◆ Problem statement ◆
From the data below, return the exact lines starting at the line containing "Target: decorative box" and ending at the line containing "Expected: one point per instance of the wooden", both included, and nothing else.

⟨

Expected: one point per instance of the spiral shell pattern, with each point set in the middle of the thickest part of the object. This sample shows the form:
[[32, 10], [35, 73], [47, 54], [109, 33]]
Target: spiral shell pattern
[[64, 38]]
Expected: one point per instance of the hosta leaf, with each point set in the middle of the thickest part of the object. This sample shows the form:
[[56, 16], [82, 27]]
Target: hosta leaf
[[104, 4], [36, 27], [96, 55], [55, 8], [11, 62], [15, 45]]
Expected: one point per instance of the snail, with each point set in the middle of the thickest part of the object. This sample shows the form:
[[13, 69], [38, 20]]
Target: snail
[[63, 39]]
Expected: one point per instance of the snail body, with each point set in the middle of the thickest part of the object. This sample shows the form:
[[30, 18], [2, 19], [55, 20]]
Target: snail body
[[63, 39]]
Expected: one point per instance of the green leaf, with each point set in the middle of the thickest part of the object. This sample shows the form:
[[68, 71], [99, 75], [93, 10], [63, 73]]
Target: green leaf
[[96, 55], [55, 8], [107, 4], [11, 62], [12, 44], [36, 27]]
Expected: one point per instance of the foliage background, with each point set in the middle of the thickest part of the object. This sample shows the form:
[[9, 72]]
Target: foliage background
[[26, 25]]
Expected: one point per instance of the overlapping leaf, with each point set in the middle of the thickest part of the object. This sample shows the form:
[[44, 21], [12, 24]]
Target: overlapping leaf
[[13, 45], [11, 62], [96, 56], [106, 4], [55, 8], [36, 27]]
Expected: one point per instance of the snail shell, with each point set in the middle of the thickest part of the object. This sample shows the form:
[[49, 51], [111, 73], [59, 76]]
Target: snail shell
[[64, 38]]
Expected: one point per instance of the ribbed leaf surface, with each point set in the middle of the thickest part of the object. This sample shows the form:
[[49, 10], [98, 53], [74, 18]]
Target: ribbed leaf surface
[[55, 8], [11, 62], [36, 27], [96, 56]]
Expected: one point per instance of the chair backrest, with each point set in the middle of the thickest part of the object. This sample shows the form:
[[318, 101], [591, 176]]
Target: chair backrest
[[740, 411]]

⟩
⟨

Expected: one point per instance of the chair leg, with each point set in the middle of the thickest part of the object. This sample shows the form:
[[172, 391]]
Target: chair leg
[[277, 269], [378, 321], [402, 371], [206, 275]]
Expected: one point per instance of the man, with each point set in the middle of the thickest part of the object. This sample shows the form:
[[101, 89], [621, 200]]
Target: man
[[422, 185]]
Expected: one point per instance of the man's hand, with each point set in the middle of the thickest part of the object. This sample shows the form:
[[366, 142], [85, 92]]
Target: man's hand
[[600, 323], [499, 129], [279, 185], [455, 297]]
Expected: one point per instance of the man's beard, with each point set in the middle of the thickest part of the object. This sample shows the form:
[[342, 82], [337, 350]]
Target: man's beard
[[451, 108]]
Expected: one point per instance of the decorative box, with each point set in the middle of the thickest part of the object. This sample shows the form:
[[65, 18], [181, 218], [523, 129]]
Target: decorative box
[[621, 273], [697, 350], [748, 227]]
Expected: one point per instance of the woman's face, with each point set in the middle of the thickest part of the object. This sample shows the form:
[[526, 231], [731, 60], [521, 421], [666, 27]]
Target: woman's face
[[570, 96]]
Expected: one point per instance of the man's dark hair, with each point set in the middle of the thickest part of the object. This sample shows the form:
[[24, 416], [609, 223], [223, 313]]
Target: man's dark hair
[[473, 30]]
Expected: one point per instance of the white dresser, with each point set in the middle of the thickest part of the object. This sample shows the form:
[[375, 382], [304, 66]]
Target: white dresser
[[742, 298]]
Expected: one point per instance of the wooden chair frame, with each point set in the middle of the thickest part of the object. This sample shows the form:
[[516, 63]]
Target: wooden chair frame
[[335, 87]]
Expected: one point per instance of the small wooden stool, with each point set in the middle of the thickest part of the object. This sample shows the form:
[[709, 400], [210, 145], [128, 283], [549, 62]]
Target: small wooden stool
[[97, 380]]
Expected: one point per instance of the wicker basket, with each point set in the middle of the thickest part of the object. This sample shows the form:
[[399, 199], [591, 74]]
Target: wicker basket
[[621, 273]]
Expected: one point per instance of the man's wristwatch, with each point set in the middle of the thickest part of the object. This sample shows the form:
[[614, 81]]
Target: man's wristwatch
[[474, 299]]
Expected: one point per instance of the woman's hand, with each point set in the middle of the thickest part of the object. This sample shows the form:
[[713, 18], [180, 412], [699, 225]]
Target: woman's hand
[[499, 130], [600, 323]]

⟩

◆ Response below ◆
Target: decorative box
[[621, 273], [697, 350], [748, 227]]
Expected: one point per instance of the woman's face, with each point set in the middle of the thickest part of the object. This sample shows the form:
[[526, 231], [731, 60], [521, 421], [666, 27]]
Target: woman's face
[[570, 96]]
Expected: one point per instance of the man's dark hair, with each point set in the middle of the thickest part of the object. This sample shows the form:
[[24, 416], [609, 223], [223, 313]]
Target: man's dark hair
[[473, 30]]
Expected: one point per instance of the white dresser, with each point set in the middle of the thickest part of the object. This sample shows the form:
[[375, 382], [304, 66]]
Target: white dresser
[[742, 298]]
Expected: one point per instance of the wooden chair frame, with each point set in the middle of the thickest part of the object. This sample shows the form:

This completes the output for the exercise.